==== GIVEN RECORDS

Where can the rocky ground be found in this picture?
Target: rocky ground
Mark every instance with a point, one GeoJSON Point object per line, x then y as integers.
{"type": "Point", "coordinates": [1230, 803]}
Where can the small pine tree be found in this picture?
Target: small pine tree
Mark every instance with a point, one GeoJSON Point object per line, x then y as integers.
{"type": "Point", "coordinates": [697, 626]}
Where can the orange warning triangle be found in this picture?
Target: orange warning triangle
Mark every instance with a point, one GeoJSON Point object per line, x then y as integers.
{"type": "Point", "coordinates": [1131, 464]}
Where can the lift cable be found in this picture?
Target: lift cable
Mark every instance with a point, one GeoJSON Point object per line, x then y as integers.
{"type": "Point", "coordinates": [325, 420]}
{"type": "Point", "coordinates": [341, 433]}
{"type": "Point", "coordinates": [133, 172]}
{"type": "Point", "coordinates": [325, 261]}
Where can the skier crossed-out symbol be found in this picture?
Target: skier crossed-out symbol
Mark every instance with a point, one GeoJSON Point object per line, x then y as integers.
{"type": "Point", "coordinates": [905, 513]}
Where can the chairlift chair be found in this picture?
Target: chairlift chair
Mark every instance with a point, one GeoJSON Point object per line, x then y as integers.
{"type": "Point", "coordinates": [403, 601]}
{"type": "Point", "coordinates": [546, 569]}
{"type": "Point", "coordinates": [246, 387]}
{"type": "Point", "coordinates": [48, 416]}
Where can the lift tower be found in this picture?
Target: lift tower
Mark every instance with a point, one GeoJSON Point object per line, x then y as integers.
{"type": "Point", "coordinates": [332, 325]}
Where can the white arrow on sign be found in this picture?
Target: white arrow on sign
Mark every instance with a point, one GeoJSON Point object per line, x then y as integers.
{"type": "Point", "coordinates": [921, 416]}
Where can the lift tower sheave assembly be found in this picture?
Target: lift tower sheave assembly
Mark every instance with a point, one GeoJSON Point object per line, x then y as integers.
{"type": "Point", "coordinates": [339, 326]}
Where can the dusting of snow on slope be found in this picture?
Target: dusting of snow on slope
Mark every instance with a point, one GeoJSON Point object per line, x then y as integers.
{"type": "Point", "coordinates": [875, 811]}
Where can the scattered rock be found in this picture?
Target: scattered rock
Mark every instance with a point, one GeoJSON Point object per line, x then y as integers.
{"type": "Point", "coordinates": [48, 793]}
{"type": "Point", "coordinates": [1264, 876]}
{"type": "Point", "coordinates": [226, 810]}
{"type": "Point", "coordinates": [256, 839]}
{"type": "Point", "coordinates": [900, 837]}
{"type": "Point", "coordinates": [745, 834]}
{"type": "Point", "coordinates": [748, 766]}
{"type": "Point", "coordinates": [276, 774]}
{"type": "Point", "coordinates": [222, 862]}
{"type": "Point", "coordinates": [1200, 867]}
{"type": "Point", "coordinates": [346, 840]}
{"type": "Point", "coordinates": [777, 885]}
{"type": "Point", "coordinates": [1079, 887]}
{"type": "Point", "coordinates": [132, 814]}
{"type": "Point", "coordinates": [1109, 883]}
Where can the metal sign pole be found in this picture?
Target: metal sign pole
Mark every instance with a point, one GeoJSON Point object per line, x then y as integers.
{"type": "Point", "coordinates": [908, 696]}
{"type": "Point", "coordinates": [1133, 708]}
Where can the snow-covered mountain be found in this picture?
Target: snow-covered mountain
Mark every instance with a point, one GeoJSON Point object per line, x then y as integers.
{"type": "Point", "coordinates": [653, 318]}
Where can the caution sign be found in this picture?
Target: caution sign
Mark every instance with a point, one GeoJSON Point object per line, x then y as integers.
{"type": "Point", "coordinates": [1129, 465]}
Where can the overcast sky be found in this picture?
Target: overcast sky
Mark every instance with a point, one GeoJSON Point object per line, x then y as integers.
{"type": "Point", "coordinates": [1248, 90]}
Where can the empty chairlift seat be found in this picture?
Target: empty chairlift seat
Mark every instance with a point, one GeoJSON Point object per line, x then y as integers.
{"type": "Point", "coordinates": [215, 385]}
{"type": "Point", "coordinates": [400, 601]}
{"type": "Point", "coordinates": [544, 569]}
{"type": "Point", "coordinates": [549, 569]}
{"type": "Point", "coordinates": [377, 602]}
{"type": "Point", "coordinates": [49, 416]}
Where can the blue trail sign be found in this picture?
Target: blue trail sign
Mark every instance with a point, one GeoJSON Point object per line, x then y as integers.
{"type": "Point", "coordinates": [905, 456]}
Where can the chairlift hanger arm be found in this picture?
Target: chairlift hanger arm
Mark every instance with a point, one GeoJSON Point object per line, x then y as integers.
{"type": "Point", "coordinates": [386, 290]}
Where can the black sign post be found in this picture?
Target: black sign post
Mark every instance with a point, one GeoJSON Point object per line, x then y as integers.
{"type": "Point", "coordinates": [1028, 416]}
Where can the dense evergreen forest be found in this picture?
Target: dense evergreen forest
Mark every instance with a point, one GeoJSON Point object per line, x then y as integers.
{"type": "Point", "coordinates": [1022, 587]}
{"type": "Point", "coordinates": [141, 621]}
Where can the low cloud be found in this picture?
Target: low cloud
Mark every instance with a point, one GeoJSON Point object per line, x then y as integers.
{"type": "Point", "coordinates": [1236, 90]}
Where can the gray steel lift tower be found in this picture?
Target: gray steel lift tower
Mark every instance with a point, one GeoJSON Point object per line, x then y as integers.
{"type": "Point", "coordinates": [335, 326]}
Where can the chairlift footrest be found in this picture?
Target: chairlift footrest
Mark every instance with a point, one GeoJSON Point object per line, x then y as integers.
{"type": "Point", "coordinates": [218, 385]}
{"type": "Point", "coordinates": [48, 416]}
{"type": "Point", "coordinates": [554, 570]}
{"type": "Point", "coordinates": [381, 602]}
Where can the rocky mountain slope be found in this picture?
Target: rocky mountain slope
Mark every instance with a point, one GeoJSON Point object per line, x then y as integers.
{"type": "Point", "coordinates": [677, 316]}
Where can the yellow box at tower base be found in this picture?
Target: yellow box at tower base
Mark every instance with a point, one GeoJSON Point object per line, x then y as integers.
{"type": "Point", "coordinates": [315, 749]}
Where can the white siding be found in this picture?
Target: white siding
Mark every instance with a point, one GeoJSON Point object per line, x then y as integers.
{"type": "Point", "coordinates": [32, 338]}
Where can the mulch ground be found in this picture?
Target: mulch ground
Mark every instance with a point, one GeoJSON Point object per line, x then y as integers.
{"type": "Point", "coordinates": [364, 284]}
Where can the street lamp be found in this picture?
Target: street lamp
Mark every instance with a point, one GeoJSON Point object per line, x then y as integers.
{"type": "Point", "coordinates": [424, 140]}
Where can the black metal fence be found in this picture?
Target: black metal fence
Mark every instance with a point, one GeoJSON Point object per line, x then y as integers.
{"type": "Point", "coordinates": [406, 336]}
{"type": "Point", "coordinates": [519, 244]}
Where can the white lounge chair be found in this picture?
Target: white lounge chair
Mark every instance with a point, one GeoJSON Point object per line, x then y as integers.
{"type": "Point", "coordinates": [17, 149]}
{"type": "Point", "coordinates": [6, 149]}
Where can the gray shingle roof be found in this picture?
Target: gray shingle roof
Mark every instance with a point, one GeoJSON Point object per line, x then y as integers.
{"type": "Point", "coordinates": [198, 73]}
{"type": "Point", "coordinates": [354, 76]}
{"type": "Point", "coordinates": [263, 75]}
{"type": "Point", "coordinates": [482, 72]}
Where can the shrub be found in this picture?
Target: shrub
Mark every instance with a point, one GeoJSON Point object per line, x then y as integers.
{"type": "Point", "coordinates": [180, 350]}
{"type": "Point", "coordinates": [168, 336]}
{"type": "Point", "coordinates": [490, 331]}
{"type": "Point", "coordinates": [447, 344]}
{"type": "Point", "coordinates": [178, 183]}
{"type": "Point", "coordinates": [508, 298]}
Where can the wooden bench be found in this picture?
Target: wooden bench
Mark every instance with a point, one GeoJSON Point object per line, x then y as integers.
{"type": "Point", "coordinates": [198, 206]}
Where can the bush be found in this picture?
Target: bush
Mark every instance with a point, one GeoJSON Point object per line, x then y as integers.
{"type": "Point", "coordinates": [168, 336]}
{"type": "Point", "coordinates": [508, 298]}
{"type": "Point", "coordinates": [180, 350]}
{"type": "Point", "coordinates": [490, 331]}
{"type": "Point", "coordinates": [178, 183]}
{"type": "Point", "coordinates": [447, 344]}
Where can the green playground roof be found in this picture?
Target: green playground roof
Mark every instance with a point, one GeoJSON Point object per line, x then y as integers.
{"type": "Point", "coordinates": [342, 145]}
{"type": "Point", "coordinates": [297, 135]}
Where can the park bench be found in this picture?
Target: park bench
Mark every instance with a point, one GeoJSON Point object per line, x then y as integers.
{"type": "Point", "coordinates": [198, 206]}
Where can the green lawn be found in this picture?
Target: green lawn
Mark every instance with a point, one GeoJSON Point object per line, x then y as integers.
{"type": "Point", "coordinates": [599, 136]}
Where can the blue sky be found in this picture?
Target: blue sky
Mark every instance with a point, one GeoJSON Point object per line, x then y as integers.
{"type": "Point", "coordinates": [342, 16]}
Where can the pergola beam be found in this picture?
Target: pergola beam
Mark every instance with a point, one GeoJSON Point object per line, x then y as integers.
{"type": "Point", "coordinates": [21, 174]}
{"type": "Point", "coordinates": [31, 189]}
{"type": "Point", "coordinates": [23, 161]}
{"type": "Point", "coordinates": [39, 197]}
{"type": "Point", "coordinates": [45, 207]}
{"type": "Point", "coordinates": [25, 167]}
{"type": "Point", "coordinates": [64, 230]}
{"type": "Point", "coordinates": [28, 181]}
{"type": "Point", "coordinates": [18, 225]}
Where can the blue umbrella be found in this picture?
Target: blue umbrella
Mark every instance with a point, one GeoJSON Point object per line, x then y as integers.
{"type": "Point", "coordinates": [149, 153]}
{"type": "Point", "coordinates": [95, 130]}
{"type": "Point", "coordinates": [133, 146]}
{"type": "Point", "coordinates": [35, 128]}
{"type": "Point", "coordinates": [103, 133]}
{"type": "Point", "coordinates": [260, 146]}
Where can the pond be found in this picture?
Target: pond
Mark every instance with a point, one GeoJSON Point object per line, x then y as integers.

========

Give back the lines of the listing from the one with "Where can the blue umbrella" through the end, both included, exactly as written and with nothing added.

Where can the blue umbrella be found in this picture?
Target: blue umbrella
Mark every instance with a point, one GeoJSON Point object per line, x then y as integers.
{"type": "Point", "coordinates": [149, 153]}
{"type": "Point", "coordinates": [95, 130]}
{"type": "Point", "coordinates": [133, 146]}
{"type": "Point", "coordinates": [35, 128]}
{"type": "Point", "coordinates": [103, 133]}
{"type": "Point", "coordinates": [260, 146]}
Where can the pond be found in this picture?
Target: pond
Mark every instance with a point, one GeoJSON Point object per line, x then y as integers.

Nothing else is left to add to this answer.